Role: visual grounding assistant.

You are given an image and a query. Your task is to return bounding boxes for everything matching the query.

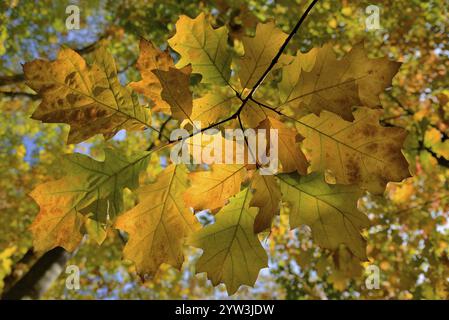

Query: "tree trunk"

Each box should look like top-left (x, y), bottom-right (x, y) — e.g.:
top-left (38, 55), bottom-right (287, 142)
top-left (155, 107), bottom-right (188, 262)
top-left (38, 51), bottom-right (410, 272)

top-left (2, 247), bottom-right (72, 300)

+++

- _WRITTEN INSTRUCTION_:
Lay out the entries above as a two-column CSV with the headers instruction and response, giving one row per entry with its text and its answer. Wrap each field in double quotes, turn line breaks into spaces, and leave the pictures out.

- _THE COMPLETED TASK_:
instruction,response
"Role: visual grounding assistant. You are given an image and a query. Your task is to return bounding boxes for everything matching the query. Query: ""tree trunk"" Each box should look like top-left (x, y), bottom-right (x, y) — e.g.: top-left (38, 55), bottom-right (287, 142) top-left (155, 107), bottom-right (188, 262) top-left (38, 51), bottom-right (410, 272)","top-left (2, 247), bottom-right (72, 300)"